* Start Entries *

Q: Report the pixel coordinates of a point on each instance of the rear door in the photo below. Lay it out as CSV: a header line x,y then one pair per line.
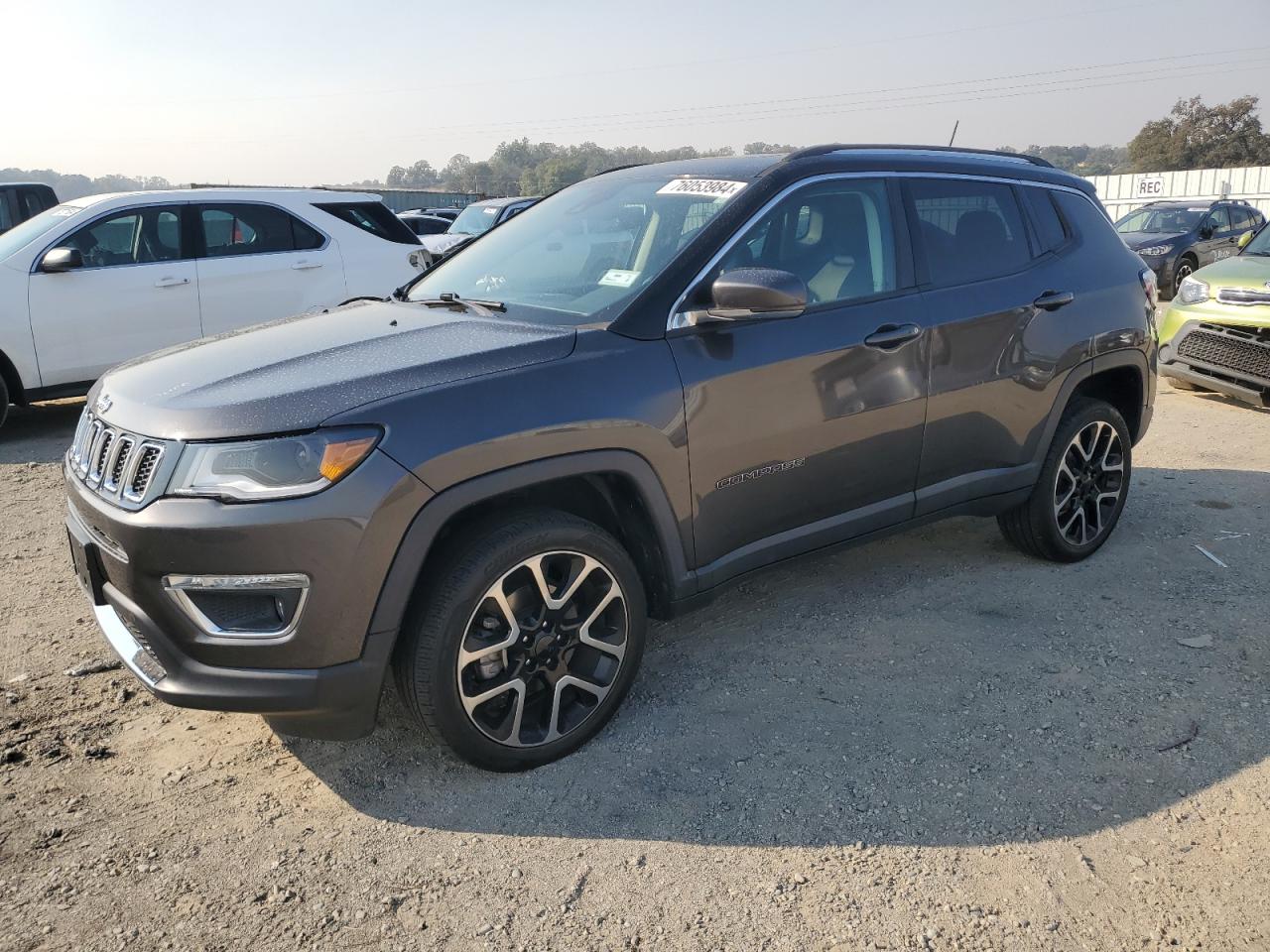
x,y
1006,325
136,293
258,263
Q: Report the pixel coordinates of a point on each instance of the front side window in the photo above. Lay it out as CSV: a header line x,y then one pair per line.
x,y
1160,221
1219,221
834,235
253,229
583,252
135,236
969,230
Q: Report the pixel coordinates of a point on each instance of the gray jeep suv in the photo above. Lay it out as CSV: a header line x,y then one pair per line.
x,y
643,388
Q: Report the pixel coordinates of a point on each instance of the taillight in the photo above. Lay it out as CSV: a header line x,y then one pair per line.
x,y
1151,290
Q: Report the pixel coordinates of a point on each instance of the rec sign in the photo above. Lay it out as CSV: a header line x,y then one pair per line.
x,y
1150,186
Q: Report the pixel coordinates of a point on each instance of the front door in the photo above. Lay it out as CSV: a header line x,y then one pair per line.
x,y
136,293
261,263
807,430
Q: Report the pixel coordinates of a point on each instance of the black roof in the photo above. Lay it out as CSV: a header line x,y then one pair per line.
x,y
866,158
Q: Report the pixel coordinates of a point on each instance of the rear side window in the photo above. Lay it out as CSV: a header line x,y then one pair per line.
x,y
1088,223
970,230
373,217
253,229
1049,226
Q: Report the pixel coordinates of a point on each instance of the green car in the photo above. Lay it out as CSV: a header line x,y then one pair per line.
x,y
1215,334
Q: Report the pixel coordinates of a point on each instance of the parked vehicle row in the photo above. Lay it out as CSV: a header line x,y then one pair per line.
x,y
1179,238
640,389
1215,335
98,281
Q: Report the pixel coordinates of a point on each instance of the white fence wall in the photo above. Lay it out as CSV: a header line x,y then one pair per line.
x,y
1120,193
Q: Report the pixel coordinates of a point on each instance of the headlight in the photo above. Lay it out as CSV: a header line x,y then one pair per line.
x,y
278,467
1193,291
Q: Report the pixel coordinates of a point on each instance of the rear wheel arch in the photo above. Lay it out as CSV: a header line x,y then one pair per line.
x,y
13,381
617,490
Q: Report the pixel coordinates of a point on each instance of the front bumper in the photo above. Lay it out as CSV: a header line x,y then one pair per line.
x,y
1225,358
321,679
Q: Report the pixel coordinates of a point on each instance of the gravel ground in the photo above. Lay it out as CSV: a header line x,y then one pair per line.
x,y
930,743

* End Entries *

Can you copy every row above word for word, leaving out the pictures?

Q: Report the pixel coordinates of a point on each instance of the rear door in the photo below. Lay it out as CSV: a header line x,y then one pair per line.
x,y
1006,325
136,293
258,263
Q: Report the pixel coordinates of a point on each instance of the front side window in the photo above. Lay it out as CSV: a header line x,y then one pair per line.
x,y
1160,221
1219,221
834,235
253,229
583,252
135,236
969,230
Q: Report the pixel coordinates of a point on each instance of the gray jeep suv in the photo above. Lay it out as CSV: a header line x,y then one pair per line.
x,y
643,388
Q: Report the pixel coordinates of a point on each instance of the taillight in the photo above. Lay it out as CSV: a header line x,y then one pair per line.
x,y
1151,290
Q: Report the pixel coordinates of a point on each instance of the rec sign in the photo above. Lay it out as CSV: a header line x,y then one pair per line.
x,y
1150,186
Q: Report the pixel coordinates of a point on each instance of the front door in the photo above. Lay it out as CSV: a header line x,y then one pair per line.
x,y
136,293
261,263
807,430
Q: Report the pixel coordinates of a point on each instance of the black roof in the photo above. Lay it out as CSV: a header line x,y then one pair per line.
x,y
866,158
Q: Report the pixel coordinates of a point on each instance of the rear side window in the photo above. Lay it out as CSV: a header line x,y then one pair per line.
x,y
1088,223
970,230
373,217
253,229
1049,226
Q: Report the pixel coordinates of a point on each instance of the green car in the photo above. Lay it out as CSV: a header line x,y then one pair per line.
x,y
1215,334
Q: Report the pixel coordinates of a point on each instance of the parked vehicle row in the photo above. Lay it out as CSV: a header line x,y then one pair per line.
x,y
1179,238
640,389
1215,335
98,281
Q: Report the pixel coordinates of a point on each instance of the white fence wall in the photo above. Lay it out as CSV: a header line x,y then one pair per line.
x,y
1120,193
Q: Report the pixel coordinates of a point on each instance of the headlight in the photo above. Lay it out as CSV: a header line x,y then one pair per line.
x,y
278,467
1193,291
Q: Report the pixel coordinates of a point on each instance of the rear wheel arch in the photo above. Lay it out as CSV: a header line x,y then one pair per line.
x,y
13,381
617,490
Q: Report the pixel coordinates of a point on each instance of the front bumper in the photo above. Lay it out as CSV: a header line x,y then one pair per line.
x,y
1225,358
321,679
Q: Report the pixel coordinates of a point on each instance of the gravel ground in the photo above. Lay it out as CSV: a header line x,y then one pair per line.
x,y
930,743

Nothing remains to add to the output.